== Work required ==
None of the images should appear in your copy. Transcribe the data in full.

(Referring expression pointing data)
---
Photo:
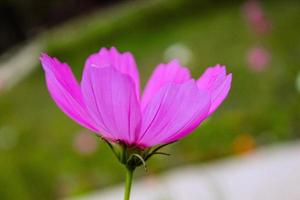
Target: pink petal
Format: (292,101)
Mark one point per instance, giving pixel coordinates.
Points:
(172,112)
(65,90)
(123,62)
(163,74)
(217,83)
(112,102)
---
== Result of the task ==
Photo:
Target: pink petal
Format: (292,101)
Mark one point per instance, giving pixel coordinates.
Points:
(172,112)
(65,90)
(123,62)
(163,74)
(217,83)
(112,102)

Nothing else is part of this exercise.